REQUEST:
Rewrite the records from the line containing "Could you point to the forested" through the end of the records, inclusive, with "front wheel" changed to "front tire" and nothing else altered. Leave the pictures out of your answer.

GIVEN INFORMATION:
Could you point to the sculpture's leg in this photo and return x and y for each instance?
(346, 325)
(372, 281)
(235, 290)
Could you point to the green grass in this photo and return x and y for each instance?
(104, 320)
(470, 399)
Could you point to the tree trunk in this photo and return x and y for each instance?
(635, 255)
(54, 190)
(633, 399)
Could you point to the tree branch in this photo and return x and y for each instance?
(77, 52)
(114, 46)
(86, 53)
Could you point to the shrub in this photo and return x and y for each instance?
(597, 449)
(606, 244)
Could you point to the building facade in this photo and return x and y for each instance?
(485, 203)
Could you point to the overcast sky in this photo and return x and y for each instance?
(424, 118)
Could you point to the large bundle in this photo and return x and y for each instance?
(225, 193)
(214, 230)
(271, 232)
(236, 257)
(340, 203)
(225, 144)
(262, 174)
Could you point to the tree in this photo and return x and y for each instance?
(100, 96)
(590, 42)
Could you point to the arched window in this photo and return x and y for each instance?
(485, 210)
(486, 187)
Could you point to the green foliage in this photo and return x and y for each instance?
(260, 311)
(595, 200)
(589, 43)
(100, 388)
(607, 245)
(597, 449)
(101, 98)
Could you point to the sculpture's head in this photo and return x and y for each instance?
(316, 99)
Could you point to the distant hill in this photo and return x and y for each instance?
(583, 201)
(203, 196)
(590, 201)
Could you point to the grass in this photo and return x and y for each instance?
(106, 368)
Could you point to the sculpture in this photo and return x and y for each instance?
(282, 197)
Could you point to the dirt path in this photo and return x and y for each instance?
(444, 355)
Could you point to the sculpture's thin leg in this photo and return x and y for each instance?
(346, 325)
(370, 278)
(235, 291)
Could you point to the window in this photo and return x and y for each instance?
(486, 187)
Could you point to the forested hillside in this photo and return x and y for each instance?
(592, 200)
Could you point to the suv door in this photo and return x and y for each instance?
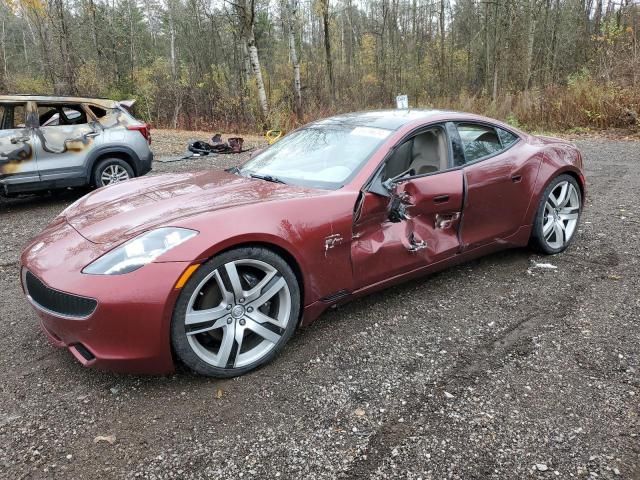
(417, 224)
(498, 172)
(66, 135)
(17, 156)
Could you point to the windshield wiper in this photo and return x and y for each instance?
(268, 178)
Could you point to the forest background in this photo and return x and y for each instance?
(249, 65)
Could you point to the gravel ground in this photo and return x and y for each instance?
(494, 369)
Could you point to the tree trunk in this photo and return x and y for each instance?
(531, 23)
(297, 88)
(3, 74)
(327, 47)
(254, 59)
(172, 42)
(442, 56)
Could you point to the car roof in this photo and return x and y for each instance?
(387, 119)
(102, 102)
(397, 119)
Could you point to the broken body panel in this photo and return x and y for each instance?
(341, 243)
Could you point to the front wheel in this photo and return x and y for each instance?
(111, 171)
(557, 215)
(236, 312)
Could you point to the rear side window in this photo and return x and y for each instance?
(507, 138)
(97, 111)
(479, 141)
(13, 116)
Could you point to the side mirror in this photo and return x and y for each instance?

SOLUTION:
Could you point to the forested hillside in this photo and return x and y for each instance?
(592, 200)
Could you point to the suv door in this photo and return x and y for each instance?
(417, 224)
(498, 172)
(66, 135)
(17, 156)
Could you point to the windshield wiper in this photo and return x and y for each instance?
(268, 178)
Could you point to the forest background in this photo and return x and y for each instance?
(249, 65)
Could you point to the gravel ground in this photo and return x and y for each instance?
(494, 369)
Could you point to the tree trunk in this photo and return x and y for each instance?
(531, 23)
(297, 88)
(3, 74)
(327, 47)
(254, 59)
(172, 42)
(442, 56)
Could you point to the car roof in this photo and return x and y for each instance?
(387, 119)
(102, 102)
(397, 119)
Could you point to the broken body panel in this photo and return x and y for each instance?
(341, 243)
Could you point to the front tire in this photo and return x and y for each instance?
(111, 171)
(557, 215)
(236, 312)
Could you point to the rear side window in this photo and return x and y for each instance?
(507, 138)
(97, 111)
(479, 141)
(13, 116)
Could you point to the side mirror in this photo and return x and y for each instance?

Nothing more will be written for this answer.